THE DATA →
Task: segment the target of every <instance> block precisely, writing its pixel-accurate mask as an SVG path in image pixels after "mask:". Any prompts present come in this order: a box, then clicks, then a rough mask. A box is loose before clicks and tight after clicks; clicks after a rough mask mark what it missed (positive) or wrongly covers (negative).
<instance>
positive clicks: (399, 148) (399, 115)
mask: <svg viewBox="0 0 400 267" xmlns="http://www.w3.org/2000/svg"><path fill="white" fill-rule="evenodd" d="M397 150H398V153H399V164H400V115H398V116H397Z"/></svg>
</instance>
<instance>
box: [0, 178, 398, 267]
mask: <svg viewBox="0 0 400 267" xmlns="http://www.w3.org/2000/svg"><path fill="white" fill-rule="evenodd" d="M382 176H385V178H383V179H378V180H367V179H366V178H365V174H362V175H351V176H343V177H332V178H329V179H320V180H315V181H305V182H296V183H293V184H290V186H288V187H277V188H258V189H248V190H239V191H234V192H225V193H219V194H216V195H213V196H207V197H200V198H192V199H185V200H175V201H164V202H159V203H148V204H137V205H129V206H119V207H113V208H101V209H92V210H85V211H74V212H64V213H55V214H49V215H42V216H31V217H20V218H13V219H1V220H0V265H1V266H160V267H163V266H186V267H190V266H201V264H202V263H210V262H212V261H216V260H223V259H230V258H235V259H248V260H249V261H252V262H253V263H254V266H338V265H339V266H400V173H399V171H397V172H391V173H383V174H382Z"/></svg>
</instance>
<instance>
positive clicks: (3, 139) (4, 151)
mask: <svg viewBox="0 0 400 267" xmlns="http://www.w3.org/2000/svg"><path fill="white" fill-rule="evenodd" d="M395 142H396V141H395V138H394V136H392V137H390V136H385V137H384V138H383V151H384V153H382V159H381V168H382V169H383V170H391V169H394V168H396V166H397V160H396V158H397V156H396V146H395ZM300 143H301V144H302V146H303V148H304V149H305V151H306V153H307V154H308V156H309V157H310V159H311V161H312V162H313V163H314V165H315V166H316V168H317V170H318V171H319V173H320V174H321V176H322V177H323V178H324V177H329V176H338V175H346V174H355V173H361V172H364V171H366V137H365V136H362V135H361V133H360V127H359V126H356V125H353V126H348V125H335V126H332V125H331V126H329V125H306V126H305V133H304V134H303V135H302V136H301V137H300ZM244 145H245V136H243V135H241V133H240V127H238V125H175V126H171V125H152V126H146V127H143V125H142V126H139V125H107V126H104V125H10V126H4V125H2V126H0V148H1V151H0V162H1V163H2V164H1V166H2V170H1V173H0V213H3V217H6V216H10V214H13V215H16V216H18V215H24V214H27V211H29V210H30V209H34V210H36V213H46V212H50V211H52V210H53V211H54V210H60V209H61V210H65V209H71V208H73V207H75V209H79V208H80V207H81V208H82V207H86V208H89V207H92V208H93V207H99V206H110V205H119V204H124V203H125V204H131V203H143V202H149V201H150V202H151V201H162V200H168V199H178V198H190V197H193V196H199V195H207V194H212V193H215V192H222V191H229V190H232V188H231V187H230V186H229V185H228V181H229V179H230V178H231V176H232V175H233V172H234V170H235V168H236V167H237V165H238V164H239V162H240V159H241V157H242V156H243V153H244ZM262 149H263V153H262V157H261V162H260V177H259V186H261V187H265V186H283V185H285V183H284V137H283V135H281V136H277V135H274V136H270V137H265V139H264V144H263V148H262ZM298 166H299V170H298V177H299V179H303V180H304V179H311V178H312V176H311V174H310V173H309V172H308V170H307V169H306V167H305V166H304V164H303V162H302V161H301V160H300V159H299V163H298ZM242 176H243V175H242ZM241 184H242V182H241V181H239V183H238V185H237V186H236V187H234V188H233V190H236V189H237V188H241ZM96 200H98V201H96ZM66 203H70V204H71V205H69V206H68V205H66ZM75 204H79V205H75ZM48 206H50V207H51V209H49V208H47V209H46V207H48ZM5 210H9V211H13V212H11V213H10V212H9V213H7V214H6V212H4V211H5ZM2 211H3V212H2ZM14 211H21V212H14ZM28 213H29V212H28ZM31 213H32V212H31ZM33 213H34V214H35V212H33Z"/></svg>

TASK TO COMPLETE →
The data must be retyped in full, exactly as it reads.

RESULT BELOW →
Task: segment the target of every <instance> block precisely, writing its pixel-accurate mask as an SVG path in image pixels after "mask:". Any prompts present come in this order: a box, then clicks, then a rough mask. A box is loose before clicks and tight after clicks; clicks after a rough mask mark what it missed (positive) or wrongly covers (negative).
<instance>
positive clicks: (399, 148) (399, 115)
mask: <svg viewBox="0 0 400 267" xmlns="http://www.w3.org/2000/svg"><path fill="white" fill-rule="evenodd" d="M397 150H398V153H399V164H400V115H398V116H397Z"/></svg>
</instance>
<instance>
box: [0, 178, 398, 267]
mask: <svg viewBox="0 0 400 267" xmlns="http://www.w3.org/2000/svg"><path fill="white" fill-rule="evenodd" d="M382 176H385V178H383V179H378V180H367V179H366V178H365V174H362V175H351V176H343V177H332V178H329V179H320V180H315V181H305V182H296V183H293V184H290V186H288V187H277V188H258V189H248V190H239V191H234V192H225V193H219V194H216V195H213V196H207V197H200V198H192V199H185V200H175V201H164V202H159V203H148V204H137V205H129V206H119V207H113V208H101V209H92V210H85V211H74V212H64V213H55V214H49V215H42V216H31V217H20V218H13V219H1V220H0V265H1V266H160V267H163V266H186V267H190V266H201V264H202V263H210V262H212V261H216V260H223V259H230V258H235V259H248V260H249V261H252V262H253V263H254V266H338V265H339V266H400V173H399V171H397V172H391V173H383V174H382Z"/></svg>
</instance>
<instance>
positive clicks: (3, 139) (4, 151)
mask: <svg viewBox="0 0 400 267" xmlns="http://www.w3.org/2000/svg"><path fill="white" fill-rule="evenodd" d="M395 142H396V141H395V138H394V136H392V137H390V136H385V137H384V138H383V151H384V153H382V159H381V168H382V169H383V170H391V169H394V168H396V166H397V160H396V158H397V156H396V146H395ZM300 143H301V144H302V146H303V148H304V149H305V151H306V153H307V154H308V156H309V157H310V159H311V161H312V162H313V163H314V165H315V166H316V168H317V170H318V171H319V173H320V174H321V176H322V177H323V178H324V177H329V176H338V175H346V174H355V173H361V172H364V171H366V137H365V136H362V135H361V133H360V127H359V126H356V125H353V126H348V125H335V126H332V125H331V126H329V125H306V126H305V133H304V134H303V135H302V136H301V137H300ZM244 145H245V136H243V135H241V133H240V127H238V125H175V126H171V125H152V126H146V127H143V125H142V126H139V125H107V126H104V125H10V126H4V125H2V126H0V148H1V151H0V162H1V163H2V164H1V166H2V170H1V173H0V213H3V217H6V216H10V214H13V215H16V216H18V215H24V214H27V211H29V210H30V209H34V210H36V213H46V212H50V211H52V210H53V211H54V210H60V209H61V210H65V209H71V208H73V207H75V209H79V208H80V207H81V208H82V207H86V208H89V207H92V208H93V207H99V206H110V205H119V204H124V203H125V204H131V203H143V202H149V201H150V202H151V201H162V200H168V199H178V198H190V197H193V196H199V195H207V194H212V193H215V192H222V191H229V190H232V188H231V187H230V186H229V185H228V181H229V179H230V178H231V176H232V175H233V172H234V170H235V168H236V167H237V165H238V164H239V162H240V159H241V157H242V156H243V153H244ZM262 149H263V153H262V157H261V162H260V177H259V186H261V187H265V186H283V185H285V183H284V137H283V135H281V136H277V135H274V136H270V137H265V139H264V144H263V148H262ZM298 166H299V170H298V177H299V179H303V180H304V179H311V178H312V176H311V174H310V173H309V172H308V170H307V169H306V167H305V166H304V164H303V162H302V161H301V160H300V159H299V163H298ZM242 176H243V175H242ZM241 184H242V182H241V181H239V183H238V185H237V186H236V187H234V188H233V190H236V189H237V188H241ZM96 200H98V201H96ZM66 203H70V204H71V205H69V206H68V205H66ZM75 204H79V205H75ZM48 206H50V207H51V209H49V208H47V209H46V207H48ZM5 210H9V211H13V212H11V213H10V212H9V213H7V214H6V212H4V211H5ZM2 211H3V212H2ZM14 211H21V212H14ZM28 213H29V212H28ZM31 213H32V212H31ZM33 213H34V214H35V212H33Z"/></svg>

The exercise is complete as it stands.